(GIVEN REQUEST)
Please copy the lines below word for word, leaving out the pictures.

[Saved entries]
******************************

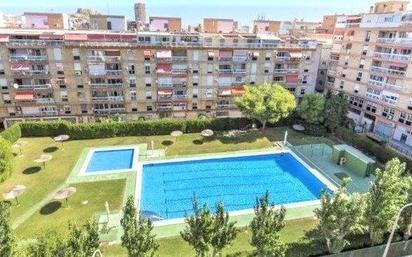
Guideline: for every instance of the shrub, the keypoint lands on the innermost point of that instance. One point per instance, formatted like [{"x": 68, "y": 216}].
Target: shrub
[
  {"x": 382, "y": 153},
  {"x": 12, "y": 133},
  {"x": 6, "y": 159},
  {"x": 131, "y": 128}
]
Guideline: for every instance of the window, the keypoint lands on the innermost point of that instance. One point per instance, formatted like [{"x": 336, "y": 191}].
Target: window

******************************

(EXERCISE ANSWER)
Guideline: for every instance of the shrub, the keypoint lands on the innermost point of that instance. One point per instance, formatted like [{"x": 68, "y": 216}].
Target: shrub
[
  {"x": 382, "y": 153},
  {"x": 12, "y": 133},
  {"x": 6, "y": 159},
  {"x": 131, "y": 128}
]
Guideline: for every instance of the window, the keypoint lands on the innermost point of that instance. One point per instance, formatted like [{"x": 336, "y": 191}].
Target: window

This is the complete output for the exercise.